── Extract to read
I bought a suit today. I realized that most companies might not be too keen on me showing up in Danskos to interview, so I figured I needed to drop some cash to look nice. If you know me, you know I don't wear suits. I tried on a couple "standard suits" and the saleswoman at Ann Taylor Loft could tell that I felt completely ridiculous. So, she located this for me which I bought. I love it because it's nonstandard but still looks nice. None of the jobs I'm interviewing for are mainstream companies, so I think it will work. And if they don't appreciate it, well, I'm sorry, I can't work for a company that has no fashion sense. I also got some pink shoes to go with it. PINK SHOES?!?!??! How can your day get any better???
I have lost approx. 7 pounds since going off the Lexapro, AKA "the make you slowly but surely fat and only slightly less crazy pill." This is very exciting. I'm OCD and I weigh myself in the morning and at night, every day. Don't worry, I'm still eating (ask anybody, I'm probably eating their food, too). I would just go crazy if I didn't know. So each day I have what I call my "starting weight" and my "ending weight." Well, as of the last couple days, my ending weight has become what my starting weight used to be. And my starting weight has become numbers that I have seen in quite a while but have missed very dearly. I'm almost back to my pre-medicine weight, but if I just loose a couple more pounds I'll be comfortable with that I think. I had kind of a break down last night because I felt like I had been left in the dark with this whole concept that anti-depressants make you gain weight. And then I realized I was being amazingly-bratty and ungrateful for the fact that this medication (and my wonderful doctor who put me on it) brought me back from an abyss of sorts. I can deal with a little pudge. It's kind of like a badge of honor.
My bonus-brother initiated the tearing (well, kicking) down of our front yard "fence" yesterday. I put "fence" in "quotes" because a real fence wouldn't be that craptastic. I mean, it was plastic. I. hate. that. fence. Matt being the great guy that he is destroyed the entire thing in about 20 minutes. Ross and I spent a considerable amount of time cleaning up the teeny tiny yard it surrounded. Then, James in all of his awesomeness arrived in his equivalent of a white horse (a noisy white van) to carry away all of the leftovers. When we pulled out the fence we both thought that James would probably want it (he and his lovely wife have a penchant for dumpster diving), so we didn't completely demolish it. We asked him to help us carry the pieces to a bigger dumpster than we have in our area. In true Murphy form, he decided he would just take the pieces. I love the Murphies to the maxx.
────
Tasks to perform
A - In the blog post, how long did it take Matt to destroy the fence?
B - List every person the blog post mentions by first name.
── Listed entries
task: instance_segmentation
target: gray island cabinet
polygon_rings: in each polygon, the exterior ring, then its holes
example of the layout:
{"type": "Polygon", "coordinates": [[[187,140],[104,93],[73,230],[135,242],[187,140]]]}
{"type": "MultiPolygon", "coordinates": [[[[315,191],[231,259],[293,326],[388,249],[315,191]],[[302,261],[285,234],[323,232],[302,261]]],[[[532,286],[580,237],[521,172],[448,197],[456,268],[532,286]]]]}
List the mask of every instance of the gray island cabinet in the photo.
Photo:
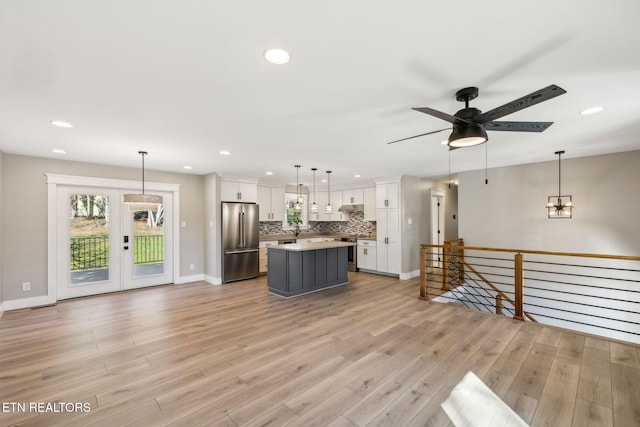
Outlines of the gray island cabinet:
{"type": "Polygon", "coordinates": [[[290,243],[268,248],[269,292],[285,297],[349,283],[347,247],[350,242],[290,243]]]}

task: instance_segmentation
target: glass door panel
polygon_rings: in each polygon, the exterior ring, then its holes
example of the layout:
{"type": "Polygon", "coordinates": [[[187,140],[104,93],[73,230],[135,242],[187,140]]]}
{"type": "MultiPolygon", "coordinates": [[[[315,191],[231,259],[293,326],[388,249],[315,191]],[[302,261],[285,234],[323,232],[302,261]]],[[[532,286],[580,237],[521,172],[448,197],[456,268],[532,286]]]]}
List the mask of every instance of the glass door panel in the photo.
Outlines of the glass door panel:
{"type": "Polygon", "coordinates": [[[154,191],[162,196],[157,209],[126,210],[124,236],[130,244],[124,251],[124,289],[173,283],[171,193],[154,191]]]}
{"type": "Polygon", "coordinates": [[[120,289],[119,197],[111,189],[60,189],[58,299],[120,289]]]}
{"type": "Polygon", "coordinates": [[[164,274],[164,205],[133,212],[133,278],[164,274]]]}

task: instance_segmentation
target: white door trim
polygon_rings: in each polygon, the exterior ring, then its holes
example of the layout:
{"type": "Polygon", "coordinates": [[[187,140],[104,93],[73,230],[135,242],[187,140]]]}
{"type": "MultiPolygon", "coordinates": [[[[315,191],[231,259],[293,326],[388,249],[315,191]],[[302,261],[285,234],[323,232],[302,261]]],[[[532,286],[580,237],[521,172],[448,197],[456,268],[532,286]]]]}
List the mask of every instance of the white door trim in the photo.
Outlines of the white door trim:
{"type": "MultiPolygon", "coordinates": [[[[102,187],[124,190],[139,190],[140,181],[121,180],[112,178],[96,178],[89,176],[59,175],[45,173],[47,181],[47,295],[33,298],[32,305],[54,304],[58,301],[57,295],[57,194],[58,185],[76,185],[82,187],[102,187]]],[[[180,271],[180,184],[163,182],[144,183],[145,189],[150,191],[168,191],[173,193],[173,283],[179,282],[180,271]]],[[[24,308],[24,307],[21,307],[24,308]]]]}
{"type": "MultiPolygon", "coordinates": [[[[444,191],[431,190],[431,244],[441,245],[444,243],[444,191]],[[439,205],[440,203],[440,205],[439,205]],[[440,230],[440,234],[438,234],[440,230]],[[442,238],[442,241],[441,239],[442,238]]],[[[440,267],[442,262],[442,248],[433,250],[431,265],[440,267]]]]}

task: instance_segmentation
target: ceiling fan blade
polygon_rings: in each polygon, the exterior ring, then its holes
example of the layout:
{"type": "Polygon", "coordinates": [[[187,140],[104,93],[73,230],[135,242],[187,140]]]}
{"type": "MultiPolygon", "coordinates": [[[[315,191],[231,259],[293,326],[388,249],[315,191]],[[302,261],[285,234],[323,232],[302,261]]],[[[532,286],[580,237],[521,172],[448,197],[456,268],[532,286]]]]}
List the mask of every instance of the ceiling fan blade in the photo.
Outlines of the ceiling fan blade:
{"type": "Polygon", "coordinates": [[[421,133],[420,135],[414,135],[414,136],[410,136],[408,138],[402,138],[402,139],[398,139],[398,140],[395,140],[395,141],[387,142],[387,144],[395,144],[396,142],[406,141],[407,139],[418,138],[418,137],[425,136],[425,135],[432,135],[434,133],[444,132],[445,130],[451,130],[451,128],[444,128],[444,129],[440,129],[440,130],[434,130],[432,132],[421,133]]]}
{"type": "Polygon", "coordinates": [[[456,116],[452,116],[451,114],[443,113],[442,111],[434,110],[433,108],[429,108],[429,107],[412,108],[412,110],[420,111],[421,113],[425,113],[430,116],[437,117],[449,123],[471,124],[471,122],[467,120],[460,119],[456,116]]]}
{"type": "Polygon", "coordinates": [[[509,103],[501,105],[498,108],[494,108],[491,111],[487,111],[480,116],[480,122],[491,122],[495,119],[499,119],[500,117],[515,113],[516,111],[531,107],[532,105],[536,105],[540,102],[547,101],[551,98],[555,98],[556,96],[560,96],[565,93],[567,93],[567,91],[562,89],[560,86],[549,85],[544,89],[540,89],[536,92],[530,93],[529,95],[525,95],[522,98],[518,98],[515,101],[511,101],[509,103]]]}
{"type": "Polygon", "coordinates": [[[489,122],[484,130],[505,132],[544,132],[553,122],[489,122]]]}

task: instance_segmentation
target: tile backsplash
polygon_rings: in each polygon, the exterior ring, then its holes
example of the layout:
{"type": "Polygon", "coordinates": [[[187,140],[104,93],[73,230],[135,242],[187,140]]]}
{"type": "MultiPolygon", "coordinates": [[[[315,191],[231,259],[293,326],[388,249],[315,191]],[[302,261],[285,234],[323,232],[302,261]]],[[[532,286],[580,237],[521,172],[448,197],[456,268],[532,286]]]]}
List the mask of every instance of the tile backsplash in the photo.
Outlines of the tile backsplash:
{"type": "MultiPolygon", "coordinates": [[[[309,221],[309,228],[302,230],[300,235],[306,233],[349,233],[372,234],[376,232],[375,221],[365,221],[364,212],[353,212],[349,221],[309,221]]],[[[261,221],[260,234],[289,234],[291,230],[283,230],[279,221],[261,221]]]]}

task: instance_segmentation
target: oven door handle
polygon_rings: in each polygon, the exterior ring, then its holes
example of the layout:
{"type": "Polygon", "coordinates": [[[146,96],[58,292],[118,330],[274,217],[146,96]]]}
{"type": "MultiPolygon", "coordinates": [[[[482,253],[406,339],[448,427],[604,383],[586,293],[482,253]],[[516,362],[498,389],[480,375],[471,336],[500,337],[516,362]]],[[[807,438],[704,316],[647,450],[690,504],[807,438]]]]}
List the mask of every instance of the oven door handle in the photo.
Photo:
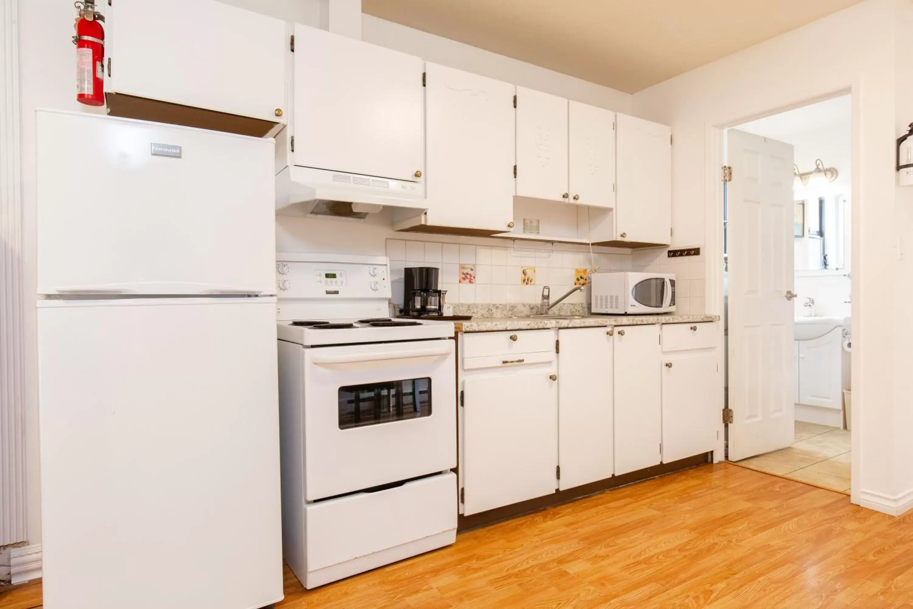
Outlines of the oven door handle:
{"type": "Polygon", "coordinates": [[[345,355],[317,354],[310,360],[313,363],[322,366],[331,366],[339,363],[358,363],[360,362],[383,362],[384,360],[405,360],[412,357],[437,357],[449,355],[453,352],[453,345],[449,341],[441,341],[444,344],[425,349],[407,349],[403,351],[381,351],[374,353],[347,353],[345,355]]]}

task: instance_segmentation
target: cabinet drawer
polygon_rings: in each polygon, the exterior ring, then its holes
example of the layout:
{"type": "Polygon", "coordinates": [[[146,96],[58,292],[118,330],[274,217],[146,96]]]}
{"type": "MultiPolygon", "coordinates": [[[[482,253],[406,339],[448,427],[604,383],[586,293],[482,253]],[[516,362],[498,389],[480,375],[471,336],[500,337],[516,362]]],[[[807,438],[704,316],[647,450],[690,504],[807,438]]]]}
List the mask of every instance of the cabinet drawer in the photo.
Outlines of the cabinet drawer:
{"type": "Polygon", "coordinates": [[[553,330],[518,330],[504,332],[479,332],[463,336],[463,357],[510,355],[555,352],[557,334],[553,330]]]}
{"type": "Polygon", "coordinates": [[[668,323],[663,325],[663,352],[713,349],[717,346],[717,324],[668,323]]]}

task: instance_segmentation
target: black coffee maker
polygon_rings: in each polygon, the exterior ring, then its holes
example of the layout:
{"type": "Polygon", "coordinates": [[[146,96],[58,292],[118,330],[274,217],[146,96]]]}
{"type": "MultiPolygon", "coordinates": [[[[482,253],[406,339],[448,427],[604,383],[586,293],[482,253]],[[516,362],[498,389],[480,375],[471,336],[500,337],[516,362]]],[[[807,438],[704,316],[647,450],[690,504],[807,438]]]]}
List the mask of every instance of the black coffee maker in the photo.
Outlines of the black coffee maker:
{"type": "Polygon", "coordinates": [[[425,317],[444,314],[445,290],[438,289],[440,269],[435,267],[407,267],[403,286],[403,315],[425,317]]]}

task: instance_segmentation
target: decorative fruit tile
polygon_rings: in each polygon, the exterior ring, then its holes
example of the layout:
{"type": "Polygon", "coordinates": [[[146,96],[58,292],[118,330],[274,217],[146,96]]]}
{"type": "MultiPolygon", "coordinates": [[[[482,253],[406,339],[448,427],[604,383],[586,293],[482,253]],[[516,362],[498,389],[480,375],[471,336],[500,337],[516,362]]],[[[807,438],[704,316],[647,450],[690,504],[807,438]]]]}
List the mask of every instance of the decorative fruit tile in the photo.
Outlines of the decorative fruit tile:
{"type": "Polygon", "coordinates": [[[476,265],[459,266],[459,282],[476,283],[476,265]]]}

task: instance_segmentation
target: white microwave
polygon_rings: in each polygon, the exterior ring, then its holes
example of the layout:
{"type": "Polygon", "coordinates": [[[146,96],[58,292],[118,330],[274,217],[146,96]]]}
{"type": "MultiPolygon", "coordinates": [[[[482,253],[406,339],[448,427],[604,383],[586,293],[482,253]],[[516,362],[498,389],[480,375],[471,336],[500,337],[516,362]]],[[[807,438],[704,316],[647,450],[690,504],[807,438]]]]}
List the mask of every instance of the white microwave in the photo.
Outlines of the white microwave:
────
Task-by-task outputs
A - About 20 minutes.

B - Matt, Ross, James